-- Text excerpt follows --

Is there a single word that means “hitting the target but missing the point”?

For example the waiting time target in a hospital can be met if enough patients are killed off quickly so freeing up beds. However hitting the waiting time target in that way is rather missing the point of healthcare!


Solution 1:

I think one word which describes this kind of thinking is shortsighted:

lacking foresight or scope; a short view of the problem; "shortsighted policies"; "shortsighted critics derided the plan"; "myopic thinking"

In Calif. panel rejects new offshore oil drilling (2009), the situation is described in which the State Lands Commission rejected a proposal that could have led to the first new oil-drilling project off the California coast in 40 years.

...supporters...[said drilling] would benefit the region and help the cash-strapped state. Opponents, however, argued the plan was shortsighted. The vote came the day after the 40th anniversary of a massive oil spill off Santa Barbara that coated miles of beaches with oil and killed dolphins, seals and thousands of birds. The spill helped lead to the Clean Water Act and a moratorium on offshore drilling, galvanizing the modern environmental movement.

Unforesightful is a less elegant word for the same phenomenon.

Similarly, myopic, though technically a visual defect in which distant objects appear blurred, can be

lack of discernment or long-range perspective in thinking or planning

These are single words. A common idiom, though, is can't see the forest for the trees.

-- Text excerpt concluded --
-- Data to examine follows --

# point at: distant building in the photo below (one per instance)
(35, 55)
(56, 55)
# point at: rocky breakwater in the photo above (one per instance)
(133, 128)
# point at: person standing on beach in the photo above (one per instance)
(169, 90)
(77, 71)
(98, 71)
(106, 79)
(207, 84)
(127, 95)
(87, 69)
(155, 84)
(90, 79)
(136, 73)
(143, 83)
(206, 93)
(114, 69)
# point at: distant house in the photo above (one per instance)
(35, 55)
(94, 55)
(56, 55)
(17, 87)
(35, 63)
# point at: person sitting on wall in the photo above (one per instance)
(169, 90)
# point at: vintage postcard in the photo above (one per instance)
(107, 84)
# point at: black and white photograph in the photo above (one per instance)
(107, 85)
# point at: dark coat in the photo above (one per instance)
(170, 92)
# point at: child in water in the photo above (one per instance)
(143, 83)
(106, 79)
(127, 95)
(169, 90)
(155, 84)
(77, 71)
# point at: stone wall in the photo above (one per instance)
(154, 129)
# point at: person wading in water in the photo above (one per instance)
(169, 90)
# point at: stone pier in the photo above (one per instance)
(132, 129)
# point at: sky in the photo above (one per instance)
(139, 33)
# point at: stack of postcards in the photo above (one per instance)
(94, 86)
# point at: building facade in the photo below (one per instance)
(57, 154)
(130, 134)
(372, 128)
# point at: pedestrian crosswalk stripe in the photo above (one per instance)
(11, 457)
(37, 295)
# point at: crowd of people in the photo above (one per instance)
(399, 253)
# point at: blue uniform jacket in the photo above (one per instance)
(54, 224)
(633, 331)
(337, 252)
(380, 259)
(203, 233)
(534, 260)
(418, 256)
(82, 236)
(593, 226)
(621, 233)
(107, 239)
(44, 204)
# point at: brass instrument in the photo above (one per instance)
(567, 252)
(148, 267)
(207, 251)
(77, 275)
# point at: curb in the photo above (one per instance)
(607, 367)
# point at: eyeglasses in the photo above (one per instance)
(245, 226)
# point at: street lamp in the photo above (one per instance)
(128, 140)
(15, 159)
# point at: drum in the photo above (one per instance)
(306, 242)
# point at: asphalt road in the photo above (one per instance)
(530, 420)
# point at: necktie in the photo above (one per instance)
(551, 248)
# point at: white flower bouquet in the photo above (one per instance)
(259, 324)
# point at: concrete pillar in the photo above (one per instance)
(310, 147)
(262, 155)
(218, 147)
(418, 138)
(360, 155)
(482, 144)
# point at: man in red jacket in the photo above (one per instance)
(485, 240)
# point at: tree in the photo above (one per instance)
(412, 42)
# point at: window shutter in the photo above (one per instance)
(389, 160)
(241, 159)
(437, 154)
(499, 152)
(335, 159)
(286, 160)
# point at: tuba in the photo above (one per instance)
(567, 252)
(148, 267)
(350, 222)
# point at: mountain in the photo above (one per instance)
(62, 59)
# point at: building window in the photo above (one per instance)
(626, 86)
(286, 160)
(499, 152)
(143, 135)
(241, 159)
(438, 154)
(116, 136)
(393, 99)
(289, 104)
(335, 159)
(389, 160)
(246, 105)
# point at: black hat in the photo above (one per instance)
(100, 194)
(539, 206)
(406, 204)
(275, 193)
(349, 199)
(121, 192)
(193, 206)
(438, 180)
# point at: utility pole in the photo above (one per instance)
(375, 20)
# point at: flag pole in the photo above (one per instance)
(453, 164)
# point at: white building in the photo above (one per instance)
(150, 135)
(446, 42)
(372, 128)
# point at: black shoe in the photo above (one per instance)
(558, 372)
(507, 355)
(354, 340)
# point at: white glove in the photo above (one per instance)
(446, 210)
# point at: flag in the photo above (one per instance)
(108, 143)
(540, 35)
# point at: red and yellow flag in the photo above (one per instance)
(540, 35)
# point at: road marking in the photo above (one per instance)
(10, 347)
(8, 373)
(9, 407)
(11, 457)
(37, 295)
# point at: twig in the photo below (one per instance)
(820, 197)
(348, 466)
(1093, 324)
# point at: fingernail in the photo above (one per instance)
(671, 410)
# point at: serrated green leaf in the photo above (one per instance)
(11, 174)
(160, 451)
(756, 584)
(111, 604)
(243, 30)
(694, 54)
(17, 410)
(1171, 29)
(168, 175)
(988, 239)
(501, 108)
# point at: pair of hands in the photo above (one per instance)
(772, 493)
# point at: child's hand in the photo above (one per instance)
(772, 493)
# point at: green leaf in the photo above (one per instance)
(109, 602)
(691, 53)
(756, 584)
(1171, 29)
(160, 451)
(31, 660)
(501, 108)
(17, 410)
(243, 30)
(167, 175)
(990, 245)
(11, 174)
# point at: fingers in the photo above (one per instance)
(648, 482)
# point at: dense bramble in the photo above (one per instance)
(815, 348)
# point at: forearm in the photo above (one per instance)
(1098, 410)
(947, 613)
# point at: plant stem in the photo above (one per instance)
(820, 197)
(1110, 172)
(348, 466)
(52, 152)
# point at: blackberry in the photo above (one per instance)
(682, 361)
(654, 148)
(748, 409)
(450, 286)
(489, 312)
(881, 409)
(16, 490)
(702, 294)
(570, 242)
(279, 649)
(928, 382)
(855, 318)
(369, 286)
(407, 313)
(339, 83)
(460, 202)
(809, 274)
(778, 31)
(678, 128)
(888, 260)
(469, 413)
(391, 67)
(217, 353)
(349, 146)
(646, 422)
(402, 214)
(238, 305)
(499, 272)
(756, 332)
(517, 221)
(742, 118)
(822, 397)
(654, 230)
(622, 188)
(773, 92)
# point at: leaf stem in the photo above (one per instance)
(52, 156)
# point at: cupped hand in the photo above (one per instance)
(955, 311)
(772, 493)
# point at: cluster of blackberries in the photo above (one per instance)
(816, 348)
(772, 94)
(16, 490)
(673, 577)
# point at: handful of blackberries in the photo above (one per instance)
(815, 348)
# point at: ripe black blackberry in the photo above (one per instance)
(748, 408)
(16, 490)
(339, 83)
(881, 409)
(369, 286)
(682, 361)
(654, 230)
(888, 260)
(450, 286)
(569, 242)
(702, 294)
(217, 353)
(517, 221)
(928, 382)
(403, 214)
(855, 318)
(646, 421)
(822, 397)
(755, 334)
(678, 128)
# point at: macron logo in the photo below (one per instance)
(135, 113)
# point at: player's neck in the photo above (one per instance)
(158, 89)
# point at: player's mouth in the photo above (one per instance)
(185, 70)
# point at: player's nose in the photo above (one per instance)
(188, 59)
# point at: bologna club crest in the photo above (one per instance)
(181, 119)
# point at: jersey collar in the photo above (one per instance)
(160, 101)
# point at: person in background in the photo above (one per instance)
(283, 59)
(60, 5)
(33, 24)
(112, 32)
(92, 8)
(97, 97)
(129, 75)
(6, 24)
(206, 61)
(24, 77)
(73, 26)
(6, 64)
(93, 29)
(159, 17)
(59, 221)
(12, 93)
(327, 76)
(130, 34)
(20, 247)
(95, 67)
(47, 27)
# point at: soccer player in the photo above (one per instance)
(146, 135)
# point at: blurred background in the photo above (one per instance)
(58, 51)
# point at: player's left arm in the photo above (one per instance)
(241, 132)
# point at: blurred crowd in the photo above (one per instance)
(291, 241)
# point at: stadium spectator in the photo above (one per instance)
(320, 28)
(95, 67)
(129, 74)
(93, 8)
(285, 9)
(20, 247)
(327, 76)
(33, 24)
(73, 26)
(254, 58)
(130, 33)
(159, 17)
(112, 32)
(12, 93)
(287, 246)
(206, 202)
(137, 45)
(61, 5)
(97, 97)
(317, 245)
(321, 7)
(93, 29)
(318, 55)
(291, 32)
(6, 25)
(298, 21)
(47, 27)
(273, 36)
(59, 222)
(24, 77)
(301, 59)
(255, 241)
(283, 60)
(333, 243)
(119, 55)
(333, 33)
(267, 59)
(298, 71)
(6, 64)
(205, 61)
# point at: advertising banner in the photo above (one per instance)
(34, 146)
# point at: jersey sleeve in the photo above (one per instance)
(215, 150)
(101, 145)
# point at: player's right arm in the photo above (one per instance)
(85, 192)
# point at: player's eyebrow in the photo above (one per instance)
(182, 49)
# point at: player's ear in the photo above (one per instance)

-- Data to examine concluded --

--- Actions to take ---
1. List every single word the text on hitting the target but missing the point offers as a term for this kind of thinking.
2. Transcribe the stretch from "lack of discernment" through "for the trees." in the text on hitting the target but missing the point, word for word.

--- Answers for the tasks ---
1.
shortsighted
unforesightful
myopic

2.
lack of discernment or long-range perspective in thinking or planning

These are single words. A common idiom, though, is can't see the forest for the trees.